--- Begin Input material ---
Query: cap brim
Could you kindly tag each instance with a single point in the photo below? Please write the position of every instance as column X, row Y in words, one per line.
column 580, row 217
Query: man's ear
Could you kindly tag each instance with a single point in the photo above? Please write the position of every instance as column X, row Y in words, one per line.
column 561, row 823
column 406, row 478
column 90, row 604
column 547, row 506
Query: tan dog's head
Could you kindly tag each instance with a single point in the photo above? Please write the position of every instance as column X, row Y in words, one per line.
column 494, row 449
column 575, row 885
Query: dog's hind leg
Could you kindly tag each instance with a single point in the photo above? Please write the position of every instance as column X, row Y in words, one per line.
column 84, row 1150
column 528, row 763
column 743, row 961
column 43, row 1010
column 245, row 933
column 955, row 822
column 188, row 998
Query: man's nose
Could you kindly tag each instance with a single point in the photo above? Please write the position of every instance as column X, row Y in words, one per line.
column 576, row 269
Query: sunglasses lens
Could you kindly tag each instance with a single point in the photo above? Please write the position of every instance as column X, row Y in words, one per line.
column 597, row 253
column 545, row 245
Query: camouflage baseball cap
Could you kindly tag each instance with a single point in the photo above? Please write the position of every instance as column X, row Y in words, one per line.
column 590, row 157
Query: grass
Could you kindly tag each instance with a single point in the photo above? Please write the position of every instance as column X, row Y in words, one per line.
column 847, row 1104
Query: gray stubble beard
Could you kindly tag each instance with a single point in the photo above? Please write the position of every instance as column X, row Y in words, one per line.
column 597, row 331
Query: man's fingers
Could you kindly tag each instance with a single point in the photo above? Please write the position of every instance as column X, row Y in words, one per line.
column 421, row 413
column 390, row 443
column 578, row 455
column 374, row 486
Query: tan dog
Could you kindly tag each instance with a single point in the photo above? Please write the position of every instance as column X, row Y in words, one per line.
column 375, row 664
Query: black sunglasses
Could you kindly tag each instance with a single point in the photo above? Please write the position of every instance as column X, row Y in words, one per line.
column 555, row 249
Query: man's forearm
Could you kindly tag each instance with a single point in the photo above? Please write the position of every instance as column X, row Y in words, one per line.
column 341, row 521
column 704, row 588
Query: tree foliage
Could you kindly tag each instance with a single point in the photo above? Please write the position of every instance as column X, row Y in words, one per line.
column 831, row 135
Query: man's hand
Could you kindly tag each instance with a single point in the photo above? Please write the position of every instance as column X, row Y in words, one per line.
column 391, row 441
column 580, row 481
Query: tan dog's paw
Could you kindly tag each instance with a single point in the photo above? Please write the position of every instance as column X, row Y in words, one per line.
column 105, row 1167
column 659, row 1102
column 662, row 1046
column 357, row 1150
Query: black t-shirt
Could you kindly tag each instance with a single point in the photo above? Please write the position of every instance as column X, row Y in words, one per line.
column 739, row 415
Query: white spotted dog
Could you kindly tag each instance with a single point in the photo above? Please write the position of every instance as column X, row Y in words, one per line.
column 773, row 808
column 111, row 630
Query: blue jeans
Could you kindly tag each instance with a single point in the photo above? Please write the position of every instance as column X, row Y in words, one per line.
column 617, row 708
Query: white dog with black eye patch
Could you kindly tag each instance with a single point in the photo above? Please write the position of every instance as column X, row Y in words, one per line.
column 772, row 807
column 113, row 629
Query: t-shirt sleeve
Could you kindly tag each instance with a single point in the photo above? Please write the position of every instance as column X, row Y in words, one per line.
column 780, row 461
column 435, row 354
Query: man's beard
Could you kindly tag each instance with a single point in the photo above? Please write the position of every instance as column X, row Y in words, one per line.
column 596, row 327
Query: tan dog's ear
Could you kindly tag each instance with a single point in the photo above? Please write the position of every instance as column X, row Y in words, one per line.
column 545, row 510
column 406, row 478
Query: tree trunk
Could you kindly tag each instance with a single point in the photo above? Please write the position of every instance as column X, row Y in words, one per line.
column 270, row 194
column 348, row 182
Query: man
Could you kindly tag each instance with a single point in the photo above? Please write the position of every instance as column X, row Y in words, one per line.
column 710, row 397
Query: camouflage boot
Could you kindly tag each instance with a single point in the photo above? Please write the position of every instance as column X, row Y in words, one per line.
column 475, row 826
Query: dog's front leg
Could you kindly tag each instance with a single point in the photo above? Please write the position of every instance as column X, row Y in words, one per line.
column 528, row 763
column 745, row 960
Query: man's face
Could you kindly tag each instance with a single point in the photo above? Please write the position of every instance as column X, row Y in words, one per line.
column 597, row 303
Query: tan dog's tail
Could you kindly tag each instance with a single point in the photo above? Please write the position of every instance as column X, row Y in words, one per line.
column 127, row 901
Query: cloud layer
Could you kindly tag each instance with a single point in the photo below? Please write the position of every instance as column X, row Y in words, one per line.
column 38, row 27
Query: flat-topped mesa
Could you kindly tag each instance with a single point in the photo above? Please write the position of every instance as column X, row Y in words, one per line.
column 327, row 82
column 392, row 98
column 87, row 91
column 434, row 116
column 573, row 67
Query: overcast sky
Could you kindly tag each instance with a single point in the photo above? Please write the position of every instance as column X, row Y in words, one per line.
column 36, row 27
--- End Input material ---
--- Begin Input material ---
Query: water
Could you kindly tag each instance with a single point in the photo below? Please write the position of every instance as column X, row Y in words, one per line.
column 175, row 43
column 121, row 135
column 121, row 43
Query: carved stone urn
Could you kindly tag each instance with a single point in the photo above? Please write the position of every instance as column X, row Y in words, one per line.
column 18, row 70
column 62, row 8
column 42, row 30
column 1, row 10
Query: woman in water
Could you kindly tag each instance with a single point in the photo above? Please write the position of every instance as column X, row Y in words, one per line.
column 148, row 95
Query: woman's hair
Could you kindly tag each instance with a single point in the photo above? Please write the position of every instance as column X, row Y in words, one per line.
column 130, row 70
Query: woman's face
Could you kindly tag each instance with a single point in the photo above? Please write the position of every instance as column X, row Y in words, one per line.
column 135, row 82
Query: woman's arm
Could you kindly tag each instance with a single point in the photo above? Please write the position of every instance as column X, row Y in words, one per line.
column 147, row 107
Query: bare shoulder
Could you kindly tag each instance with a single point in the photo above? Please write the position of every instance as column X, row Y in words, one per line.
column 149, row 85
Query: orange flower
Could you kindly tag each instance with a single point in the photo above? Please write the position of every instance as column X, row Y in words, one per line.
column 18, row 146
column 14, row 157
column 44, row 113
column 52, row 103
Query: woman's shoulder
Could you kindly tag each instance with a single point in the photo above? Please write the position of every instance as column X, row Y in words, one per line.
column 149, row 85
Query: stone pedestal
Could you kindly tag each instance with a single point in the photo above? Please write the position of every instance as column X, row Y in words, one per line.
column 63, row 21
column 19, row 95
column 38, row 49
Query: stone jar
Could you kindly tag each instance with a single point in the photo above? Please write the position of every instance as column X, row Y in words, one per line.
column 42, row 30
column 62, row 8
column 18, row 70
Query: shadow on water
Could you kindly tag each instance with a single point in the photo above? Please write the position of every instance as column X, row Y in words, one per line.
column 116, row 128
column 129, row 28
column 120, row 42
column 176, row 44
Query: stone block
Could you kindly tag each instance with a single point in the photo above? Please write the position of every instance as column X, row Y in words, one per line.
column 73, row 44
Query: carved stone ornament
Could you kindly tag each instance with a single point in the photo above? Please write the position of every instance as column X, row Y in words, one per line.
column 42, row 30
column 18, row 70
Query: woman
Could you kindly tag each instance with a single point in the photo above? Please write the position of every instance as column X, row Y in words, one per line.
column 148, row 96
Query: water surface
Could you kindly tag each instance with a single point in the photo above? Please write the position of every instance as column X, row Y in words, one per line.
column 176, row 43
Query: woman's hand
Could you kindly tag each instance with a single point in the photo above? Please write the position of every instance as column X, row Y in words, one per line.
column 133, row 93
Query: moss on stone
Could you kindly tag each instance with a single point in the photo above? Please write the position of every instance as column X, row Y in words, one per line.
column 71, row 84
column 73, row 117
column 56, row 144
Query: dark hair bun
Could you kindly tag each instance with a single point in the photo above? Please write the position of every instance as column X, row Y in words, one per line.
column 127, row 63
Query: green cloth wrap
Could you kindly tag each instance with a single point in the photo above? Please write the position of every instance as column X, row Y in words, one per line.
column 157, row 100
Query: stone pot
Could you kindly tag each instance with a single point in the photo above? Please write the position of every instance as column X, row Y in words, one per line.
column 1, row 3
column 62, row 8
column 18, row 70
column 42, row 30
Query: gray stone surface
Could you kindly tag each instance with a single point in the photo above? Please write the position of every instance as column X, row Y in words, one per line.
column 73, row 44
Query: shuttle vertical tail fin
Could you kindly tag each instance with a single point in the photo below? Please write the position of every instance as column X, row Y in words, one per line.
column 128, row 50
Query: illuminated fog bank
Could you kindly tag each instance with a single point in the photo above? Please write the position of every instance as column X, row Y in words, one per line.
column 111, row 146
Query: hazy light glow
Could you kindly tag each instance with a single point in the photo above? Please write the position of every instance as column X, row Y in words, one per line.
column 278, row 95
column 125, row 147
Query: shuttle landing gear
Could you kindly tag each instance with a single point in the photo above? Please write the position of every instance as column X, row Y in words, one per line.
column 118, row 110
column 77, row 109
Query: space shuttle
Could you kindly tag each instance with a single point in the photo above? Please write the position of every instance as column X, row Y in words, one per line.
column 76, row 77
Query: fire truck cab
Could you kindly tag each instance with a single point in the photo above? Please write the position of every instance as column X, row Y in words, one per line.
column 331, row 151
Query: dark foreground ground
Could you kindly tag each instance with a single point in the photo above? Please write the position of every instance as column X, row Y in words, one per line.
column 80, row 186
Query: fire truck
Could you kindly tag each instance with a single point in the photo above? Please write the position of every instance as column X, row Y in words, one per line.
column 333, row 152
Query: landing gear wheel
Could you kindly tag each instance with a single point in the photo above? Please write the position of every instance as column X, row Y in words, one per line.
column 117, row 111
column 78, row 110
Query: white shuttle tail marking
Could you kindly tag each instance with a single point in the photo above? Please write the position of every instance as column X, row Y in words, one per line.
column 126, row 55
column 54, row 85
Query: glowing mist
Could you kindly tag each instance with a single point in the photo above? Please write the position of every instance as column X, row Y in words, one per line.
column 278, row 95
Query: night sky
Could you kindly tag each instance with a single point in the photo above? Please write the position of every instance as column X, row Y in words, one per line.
--- End Input material ---
--- Begin Input material ---
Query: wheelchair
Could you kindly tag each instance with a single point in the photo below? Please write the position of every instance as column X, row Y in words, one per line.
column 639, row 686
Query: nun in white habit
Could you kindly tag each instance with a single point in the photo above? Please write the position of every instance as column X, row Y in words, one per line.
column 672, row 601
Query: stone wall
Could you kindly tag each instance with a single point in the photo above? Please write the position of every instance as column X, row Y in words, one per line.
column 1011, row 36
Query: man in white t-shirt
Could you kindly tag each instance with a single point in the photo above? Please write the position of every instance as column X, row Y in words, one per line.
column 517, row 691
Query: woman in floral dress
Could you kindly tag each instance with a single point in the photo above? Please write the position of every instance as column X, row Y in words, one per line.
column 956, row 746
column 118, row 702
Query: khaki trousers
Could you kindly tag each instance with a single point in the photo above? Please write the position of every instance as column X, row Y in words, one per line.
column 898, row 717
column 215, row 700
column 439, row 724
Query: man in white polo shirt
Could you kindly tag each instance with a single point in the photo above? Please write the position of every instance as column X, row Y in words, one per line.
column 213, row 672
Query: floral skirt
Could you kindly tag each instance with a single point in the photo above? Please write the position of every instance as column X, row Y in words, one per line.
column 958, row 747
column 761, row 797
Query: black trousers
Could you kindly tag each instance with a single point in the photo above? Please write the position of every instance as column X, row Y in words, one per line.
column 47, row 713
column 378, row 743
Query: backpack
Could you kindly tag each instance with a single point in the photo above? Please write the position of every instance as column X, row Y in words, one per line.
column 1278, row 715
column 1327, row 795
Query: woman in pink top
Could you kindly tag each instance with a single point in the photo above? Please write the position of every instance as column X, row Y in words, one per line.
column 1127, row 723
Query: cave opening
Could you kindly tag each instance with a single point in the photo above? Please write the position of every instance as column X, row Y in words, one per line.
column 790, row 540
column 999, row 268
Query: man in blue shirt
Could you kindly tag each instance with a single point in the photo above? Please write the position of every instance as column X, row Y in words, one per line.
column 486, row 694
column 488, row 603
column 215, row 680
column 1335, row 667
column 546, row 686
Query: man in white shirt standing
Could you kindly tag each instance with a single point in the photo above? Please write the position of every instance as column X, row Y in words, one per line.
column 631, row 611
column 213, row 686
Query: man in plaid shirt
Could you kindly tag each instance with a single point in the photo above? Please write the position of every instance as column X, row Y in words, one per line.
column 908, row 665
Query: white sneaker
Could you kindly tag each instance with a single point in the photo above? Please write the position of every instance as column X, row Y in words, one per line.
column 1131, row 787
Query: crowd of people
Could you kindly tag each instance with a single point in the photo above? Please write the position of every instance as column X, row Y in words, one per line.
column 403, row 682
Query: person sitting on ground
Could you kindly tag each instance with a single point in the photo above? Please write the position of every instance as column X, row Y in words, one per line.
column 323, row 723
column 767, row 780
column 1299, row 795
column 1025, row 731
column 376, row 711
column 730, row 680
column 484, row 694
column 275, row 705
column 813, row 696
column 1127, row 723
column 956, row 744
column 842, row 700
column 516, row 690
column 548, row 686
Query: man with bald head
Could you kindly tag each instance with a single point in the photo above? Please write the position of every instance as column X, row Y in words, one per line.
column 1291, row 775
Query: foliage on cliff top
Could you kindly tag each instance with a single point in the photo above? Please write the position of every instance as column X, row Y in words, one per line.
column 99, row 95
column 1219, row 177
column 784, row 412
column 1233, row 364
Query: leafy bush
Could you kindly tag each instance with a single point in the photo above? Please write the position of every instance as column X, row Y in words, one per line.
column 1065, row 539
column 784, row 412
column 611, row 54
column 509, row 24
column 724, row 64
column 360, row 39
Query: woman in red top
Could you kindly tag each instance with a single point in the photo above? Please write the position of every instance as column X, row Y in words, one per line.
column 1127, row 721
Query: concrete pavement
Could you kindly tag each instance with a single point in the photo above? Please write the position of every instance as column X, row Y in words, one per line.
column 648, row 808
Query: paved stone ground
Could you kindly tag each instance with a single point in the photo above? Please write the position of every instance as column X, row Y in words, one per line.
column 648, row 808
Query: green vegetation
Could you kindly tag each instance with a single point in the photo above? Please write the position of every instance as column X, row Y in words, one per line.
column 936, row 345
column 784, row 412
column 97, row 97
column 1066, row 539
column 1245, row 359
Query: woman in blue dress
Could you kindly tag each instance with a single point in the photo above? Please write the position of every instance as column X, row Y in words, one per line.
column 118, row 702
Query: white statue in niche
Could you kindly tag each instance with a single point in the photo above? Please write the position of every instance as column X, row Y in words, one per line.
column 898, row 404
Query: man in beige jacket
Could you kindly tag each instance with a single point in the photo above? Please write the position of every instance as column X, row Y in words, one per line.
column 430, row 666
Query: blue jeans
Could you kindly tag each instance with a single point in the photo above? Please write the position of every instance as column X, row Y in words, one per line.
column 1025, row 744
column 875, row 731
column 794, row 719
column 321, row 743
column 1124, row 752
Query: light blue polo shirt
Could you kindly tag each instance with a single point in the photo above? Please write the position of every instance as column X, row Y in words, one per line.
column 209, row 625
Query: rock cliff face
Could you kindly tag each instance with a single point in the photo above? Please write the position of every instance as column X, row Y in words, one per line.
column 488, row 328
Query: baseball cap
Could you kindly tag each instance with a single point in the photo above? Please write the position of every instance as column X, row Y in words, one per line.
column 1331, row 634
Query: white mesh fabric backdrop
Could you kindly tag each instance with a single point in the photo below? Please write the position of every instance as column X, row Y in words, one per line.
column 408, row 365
--- End Input material ---
[Task requirements] Please print the stretch from the line containing "Query: woman in blue dress" through the line containing "column 1331, row 634", reproducing every line of those items word for word.

[Output for this task]
Query: woman in blue dress
Could you kindly tag each instance with a single point in the photo above? Please write the position of every instance as column X, row Y in words, one per line.
column 118, row 702
Query: white statue in niche
Could you kindly tag each instance with a single point in the photo above? Please write the position of every instance as column X, row Y in words, one per line.
column 898, row 404
Query: man in beige jacket
Could you kindly tag each instance with a single point in the photo above? Please write the position of every instance as column X, row Y in words, one per line.
column 430, row 666
Query: blue jeans
Could you kindly tag each instance with a single point in the photo above? Please write the position of every instance as column X, row Y in words, one per line.
column 1025, row 744
column 875, row 731
column 794, row 719
column 321, row 743
column 1124, row 752
Query: light blue polo shirt
Could you kindly tag each instance with a single point in the photo above? Please write the position of every instance as column X, row Y in words, one per line.
column 209, row 625
Query: rock cliff face
Could you kindly tag each instance with a single point in the photo above? Please write the position of every instance as column X, row Y in words, one per line.
column 488, row 328
Query: baseball cap
Could you kindly tag each instance with a single point in the photo above? Please write the position of every instance as column X, row Y in words, one per line.
column 1331, row 634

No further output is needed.